* GIVEN INSTRUCTION *
Reproduce all of the data that follows, character for character.
***** SUPPLIED RECORDS *****
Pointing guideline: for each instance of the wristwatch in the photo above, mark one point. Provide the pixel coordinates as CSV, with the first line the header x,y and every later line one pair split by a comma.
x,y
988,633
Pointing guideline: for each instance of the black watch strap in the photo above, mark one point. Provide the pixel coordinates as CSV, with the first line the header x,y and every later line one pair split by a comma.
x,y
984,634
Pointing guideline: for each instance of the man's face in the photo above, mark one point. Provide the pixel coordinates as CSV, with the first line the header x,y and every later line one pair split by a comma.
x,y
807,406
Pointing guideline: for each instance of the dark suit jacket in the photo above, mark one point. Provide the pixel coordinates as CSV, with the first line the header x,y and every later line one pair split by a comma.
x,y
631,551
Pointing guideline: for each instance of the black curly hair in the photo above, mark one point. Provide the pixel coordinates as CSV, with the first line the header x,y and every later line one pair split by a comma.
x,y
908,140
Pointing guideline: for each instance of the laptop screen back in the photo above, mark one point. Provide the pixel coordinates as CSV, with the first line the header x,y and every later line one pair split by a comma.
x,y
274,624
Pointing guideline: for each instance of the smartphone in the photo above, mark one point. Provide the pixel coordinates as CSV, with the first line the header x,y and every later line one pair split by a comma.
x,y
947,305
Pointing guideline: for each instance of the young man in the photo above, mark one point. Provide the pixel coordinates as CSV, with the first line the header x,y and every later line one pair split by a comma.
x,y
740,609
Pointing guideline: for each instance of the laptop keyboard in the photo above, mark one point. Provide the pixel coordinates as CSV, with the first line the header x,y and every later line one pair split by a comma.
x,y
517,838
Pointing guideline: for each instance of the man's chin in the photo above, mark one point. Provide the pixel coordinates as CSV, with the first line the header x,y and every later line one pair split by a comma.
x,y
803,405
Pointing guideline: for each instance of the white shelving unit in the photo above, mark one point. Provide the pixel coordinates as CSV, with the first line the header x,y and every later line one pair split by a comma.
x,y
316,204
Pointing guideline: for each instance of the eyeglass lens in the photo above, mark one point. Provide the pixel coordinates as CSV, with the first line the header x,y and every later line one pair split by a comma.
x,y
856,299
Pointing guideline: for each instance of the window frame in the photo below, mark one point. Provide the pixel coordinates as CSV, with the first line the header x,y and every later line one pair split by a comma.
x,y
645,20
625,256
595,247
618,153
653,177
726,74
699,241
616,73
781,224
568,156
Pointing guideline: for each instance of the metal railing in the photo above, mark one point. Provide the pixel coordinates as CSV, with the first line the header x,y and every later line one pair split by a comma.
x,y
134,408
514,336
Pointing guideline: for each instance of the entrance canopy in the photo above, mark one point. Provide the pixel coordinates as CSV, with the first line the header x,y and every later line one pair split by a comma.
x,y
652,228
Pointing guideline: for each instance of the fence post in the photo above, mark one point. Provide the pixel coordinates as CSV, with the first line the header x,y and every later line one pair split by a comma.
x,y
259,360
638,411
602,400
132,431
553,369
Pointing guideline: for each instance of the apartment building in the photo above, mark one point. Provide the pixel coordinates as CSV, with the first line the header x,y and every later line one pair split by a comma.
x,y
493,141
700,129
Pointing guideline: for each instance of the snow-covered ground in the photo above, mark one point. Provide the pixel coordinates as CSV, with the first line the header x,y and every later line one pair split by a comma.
*****
* TASK RESPONSE *
Pointing guideline: for each instance of the wristwatch in the photo above, mark one point. Provide the pixel coordinates as CSV, with the first line the header x,y and every later line one pair split by a comma.
x,y
988,633
Pointing guideline: for each instance of the black watch strap in the photo above, mark one point. Provide the pixel coordinates as CSV, with the first line the header x,y and every later line one pair split by a comma.
x,y
984,634
Pointing guideline: for each instance of the man's face in the photo above, mark one point. Provide the pixel coordinates as CSV, with the first line the header x,y and every later line one pair split by a comma.
x,y
807,406
Pointing guideline: for each instance of the dark suit jacket in the photo above, mark one point. Provide the pixel coordinates as CSV, with the first line the header x,y and every later line one pair split by a comma.
x,y
631,551
Pointing guideline: for each instance of the black curly hair in the photo above, mark one point. Provide the pixel coordinates as CSV, with the first line the header x,y and every later line one pair split by a comma.
x,y
908,140
Pointing guideline: for each instance of the laptop screen back in the photo above, mark one point. Provide the pixel coordinates as CSV, with the first line the header x,y and every later line one pair split by a comma.
x,y
274,624
Pointing guideline: for each instance of the smartphone in the photo above, mark one point. Provide the pixel coordinates as CSV, with the first line the header x,y and every later line one pair split by a comma.
x,y
947,305
Pointing guideline: for each instance of the young man in the photo above, mark one point. Provide the pixel coordinates as CSV, with the first line the header x,y and every later line one pair split by a comma.
x,y
740,609
Pointing guideline: for each instance of the laptop keyboard in the photo above, mark one point. Provide the pixel coordinates as CSV, with the first line the header x,y and every later line one pair split by a comma.
x,y
517,838
Pointing guideline: for each instance of the man's chin in the photo above, mark one point. Provide the pixel coordinates as CSV, with the first line the header x,y and every later line one pair split by a comma.
x,y
803,405
Pointing guideline: for each instance of the white shelving unit in the photo above, mark one point. Provide the pixel coordinates as CSV, with the first line the header x,y and every later line one pair split by a comma.
x,y
316,204
Pointing guideline: for each instance of the eyeglass lens in the photo above, mark one point. Provide the pixel coordinates as CSV, with the first line the header x,y and every later line one pair split by a comma.
x,y
856,299
Pointing guideline: for each instance of the window frame in the photo below, mark one point. Provide the pixel coordinates as CSV, with the first line the header x,y and every later line one pair split by a comma.
x,y
645,20
625,256
595,247
618,153
653,177
726,74
699,241
616,73
781,224
568,156
Pointing guideline: for each instance of the metal railing in the photo above, mark one point. Provide the pixel coordinates as CSV, with the first line the header x,y and every later line one pair split by a comma.
x,y
134,408
514,336
Pointing guideline: for each instance of the entrance canopy in the photo above, mark one point. Provide the pixel coordinates as CSV, with the first line the header x,y and every later line one pair split by a comma.
x,y
652,228
Pointing guideline: for each instance of the fence post in the photo above, mark one point. Provide the pixel coordinates as CSV, with the first line the header x,y and every later line one pair split by a comma.
x,y
259,360
638,411
602,400
132,431
553,369
Pointing guideline: for each instance of the apartment building in the photo above, mark one point. Provide the pixel coordinates as CSV, with the first line the header x,y and every later line one pair split by a comma.
x,y
493,141
700,129
Pointing guideline: for each instance of the snow-covered ground in the photo above, mark one point. Provide the pixel coordinates as CSV, with the first line the header x,y and every later line one pair split by a comma.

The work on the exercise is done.